#### [Records to use]

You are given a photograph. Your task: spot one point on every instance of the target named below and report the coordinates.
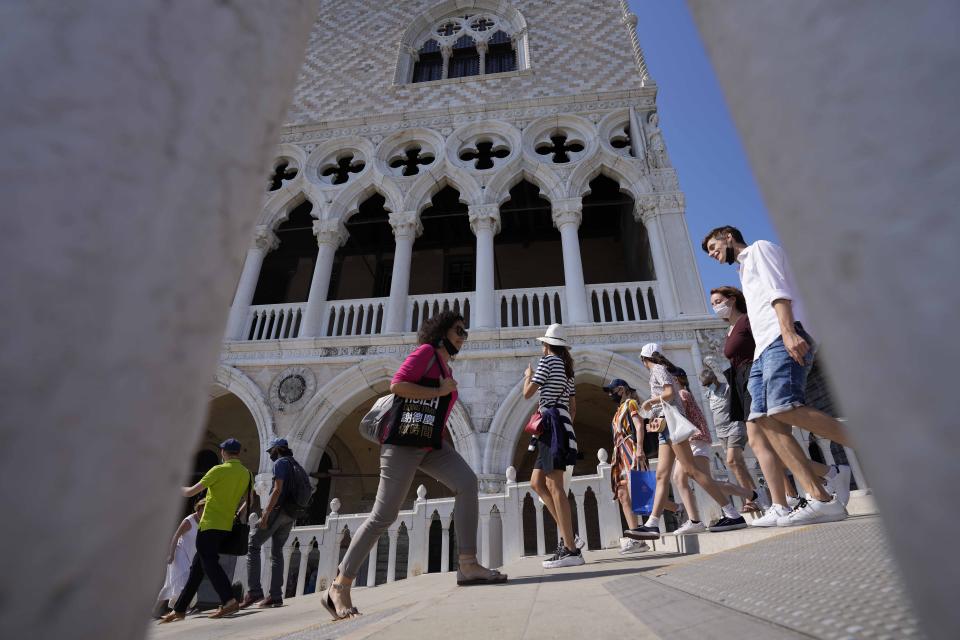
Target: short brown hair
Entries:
(719, 232)
(739, 301)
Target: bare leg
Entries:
(681, 481)
(770, 463)
(562, 505)
(664, 467)
(623, 494)
(538, 482)
(788, 449)
(739, 468)
(816, 422)
(685, 458)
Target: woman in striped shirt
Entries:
(557, 443)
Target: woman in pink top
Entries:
(425, 383)
(700, 447)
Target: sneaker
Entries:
(770, 517)
(728, 524)
(632, 546)
(270, 603)
(689, 528)
(250, 599)
(814, 511)
(566, 558)
(643, 533)
(839, 485)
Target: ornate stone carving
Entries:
(265, 239)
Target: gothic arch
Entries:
(430, 182)
(498, 190)
(593, 365)
(333, 402)
(233, 380)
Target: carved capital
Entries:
(484, 216)
(330, 232)
(265, 239)
(567, 211)
(406, 223)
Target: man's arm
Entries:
(796, 346)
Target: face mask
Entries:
(722, 310)
(452, 350)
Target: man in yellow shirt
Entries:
(226, 485)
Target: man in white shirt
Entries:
(782, 360)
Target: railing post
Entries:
(567, 215)
(264, 242)
(331, 235)
(406, 228)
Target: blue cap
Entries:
(616, 382)
(231, 445)
(278, 442)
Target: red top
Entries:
(738, 348)
(415, 367)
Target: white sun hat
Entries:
(649, 349)
(555, 335)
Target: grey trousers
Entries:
(397, 468)
(277, 532)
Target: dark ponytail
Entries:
(564, 354)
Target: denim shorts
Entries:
(777, 383)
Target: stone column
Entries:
(485, 223)
(567, 215)
(645, 211)
(265, 241)
(406, 228)
(445, 545)
(331, 235)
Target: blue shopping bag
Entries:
(643, 484)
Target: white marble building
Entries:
(500, 158)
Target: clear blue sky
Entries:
(700, 135)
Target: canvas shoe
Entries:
(770, 517)
(566, 558)
(632, 546)
(643, 533)
(813, 512)
(689, 528)
(839, 484)
(728, 524)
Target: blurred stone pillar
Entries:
(135, 141)
(848, 115)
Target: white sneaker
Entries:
(689, 528)
(770, 516)
(813, 512)
(839, 485)
(632, 546)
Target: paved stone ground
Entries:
(828, 581)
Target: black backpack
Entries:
(297, 497)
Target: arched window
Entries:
(465, 60)
(500, 54)
(463, 43)
(429, 65)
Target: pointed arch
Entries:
(430, 182)
(550, 185)
(593, 365)
(232, 380)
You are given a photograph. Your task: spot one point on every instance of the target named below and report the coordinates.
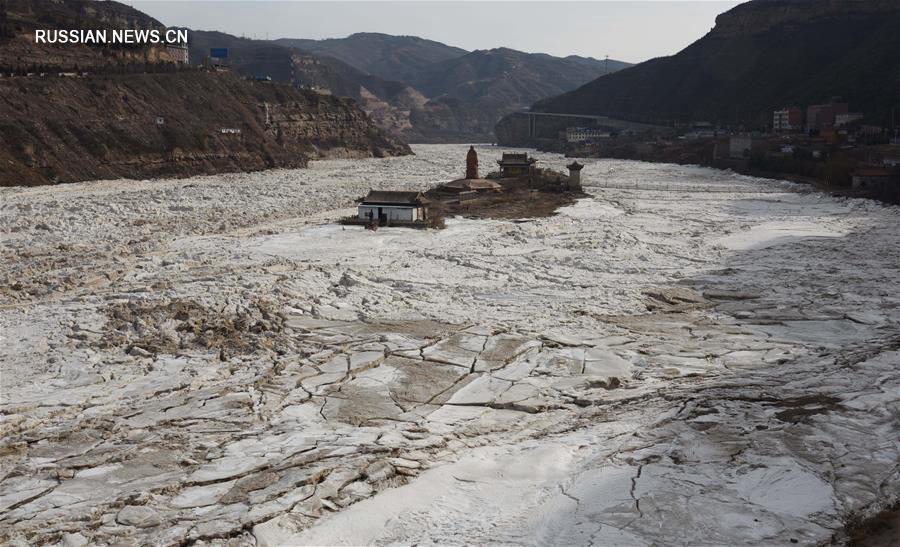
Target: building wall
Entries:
(739, 147)
(392, 212)
(513, 171)
(787, 119)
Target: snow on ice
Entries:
(687, 356)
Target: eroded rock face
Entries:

#### [Written instruction]
Render all the data above as a Markdown table with two columns, Row and Data line, giving each line its own numbered row and skipping blank lines. Leave the pictures out of the table.

#### [Solution to the problem]
| Row | Data line |
|---|---|
| 1 | You are given a photograph. Your task: spot one point on every instance of the target named below and report the coordinates. |
| 2 | Target: short brown hair |
| 3 | Entries: |
| 4 | (719, 232) |
| 5 | (739, 301) |
| 6 | Target: bare leg |
| 7 | Entries: |
| 8 | (681, 481) |
| 9 | (770, 463) |
| 10 | (562, 505) |
| 11 | (664, 467) |
| 12 | (623, 494) |
| 13 | (538, 482) |
| 14 | (788, 449) |
| 15 | (739, 468) |
| 16 | (816, 422) |
| 17 | (685, 458) |
| 18 | Target: woman in striped shirt |
| 19 | Entries: |
| 20 | (557, 443) |
| 21 | Target: woman in pink top |
| 22 | Entries: |
| 23 | (425, 383) |
| 24 | (700, 447) |
| 25 | Target: sneaker |
| 26 | Entries: |
| 27 | (770, 517) |
| 28 | (728, 524) |
| 29 | (632, 546) |
| 30 | (270, 603) |
| 31 | (689, 528) |
| 32 | (250, 599) |
| 33 | (814, 511) |
| 34 | (566, 558) |
| 35 | (643, 533) |
| 36 | (839, 485) |
| 37 | Target: ornate stone carving |
| 38 | Entries: |
| 39 | (265, 239) |
| 40 | Target: gothic arch |
| 41 | Entries: |
| 42 | (430, 182) |
| 43 | (498, 190) |
| 44 | (593, 365) |
| 45 | (333, 402) |
| 46 | (233, 380) |
| 47 | Target: carved capital |
| 48 | Entries: |
| 49 | (484, 216) |
| 50 | (330, 232) |
| 51 | (265, 239) |
| 52 | (567, 211) |
| 53 | (406, 223) |
| 54 | Target: man's arm |
| 55 | Entries: |
| 56 | (796, 346) |
| 57 | Target: face mask |
| 58 | Entries: |
| 59 | (722, 310) |
| 60 | (452, 350) |
| 61 | Target: man in yellow shirt |
| 62 | Entries: |
| 63 | (226, 485) |
| 64 | Target: man in white shirt |
| 65 | Entries: |
| 66 | (782, 360) |
| 67 | Target: railing post |
| 68 | Entries: |
| 69 | (567, 215) |
| 70 | (264, 242) |
| 71 | (331, 235) |
| 72 | (406, 228) |
| 73 | Target: blue cap |
| 74 | Entries: |
| 75 | (616, 382) |
| 76 | (231, 445) |
| 77 | (278, 442) |
| 78 | Target: red top |
| 79 | Entries: |
| 80 | (738, 348) |
| 81 | (415, 367) |
| 82 | Target: white sun hat |
| 83 | Entries: |
| 84 | (649, 349) |
| 85 | (555, 335) |
| 86 | Target: grey trousers |
| 87 | Entries: |
| 88 | (397, 468) |
| 89 | (277, 532) |
| 90 | Target: dark ponytail |
| 91 | Entries: |
| 92 | (564, 354) |
| 93 | Target: denim shorts |
| 94 | Entries: |
| 95 | (777, 383) |
| 96 | Target: stone column |
| 97 | Entries: |
| 98 | (485, 223) |
| 99 | (567, 215) |
| 100 | (645, 211) |
| 101 | (265, 241) |
| 102 | (406, 228) |
| 103 | (445, 545) |
| 104 | (331, 235) |
| 105 | Target: blue shopping bag |
| 106 | Entries: |
| 107 | (643, 484) |
| 108 | Target: white marble building |
| 109 | Entries: |
| 110 | (500, 158) |
| 111 | Target: clear blue sky |
| 112 | Entries: |
| 113 | (700, 135) |
| 114 | Target: canvas shoe |
| 115 | Entries: |
| 116 | (770, 517) |
| 117 | (566, 558) |
| 118 | (632, 546) |
| 119 | (643, 533) |
| 120 | (813, 512) |
| 121 | (689, 528) |
| 122 | (839, 484) |
| 123 | (728, 524) |
| 124 | Target: blurred stone pillar |
| 125 | Entries: |
| 126 | (135, 141) |
| 127 | (848, 115) |
| 128 | Target: white sneaker |
| 129 | Entries: |
| 130 | (689, 528) |
| 131 | (770, 516) |
| 132 | (813, 512) |
| 133 | (839, 485) |
| 134 | (632, 546) |
| 135 | Target: paved stone ground |
| 136 | Entries: |
| 137 | (828, 581) |
| 138 | Target: black backpack |
| 139 | Entries: |
| 140 | (297, 497) |
| 141 | Target: arched window |
| 142 | Entries: |
| 143 | (465, 60) |
| 144 | (500, 54) |
| 145 | (463, 43) |
| 146 | (429, 65) |
| 147 | Target: pointed arch |
| 148 | Entries: |
| 149 | (430, 182) |
| 150 | (550, 185) |
| 151 | (593, 365) |
| 152 | (232, 380) |
| 153 | You are given a photograph. Your task: spot one point on every instance of the target named below and report the coordinates. |
| 154 | Target: building wall |
| 155 | Entries: |
| 156 | (739, 147) |
| 157 | (392, 212) |
| 158 | (513, 171) |
| 159 | (787, 119) |
| 160 | Target: snow on ice |
| 161 | Entries: |
| 162 | (687, 356) |
| 163 | Target: eroded rock face |
| 164 | Entries: |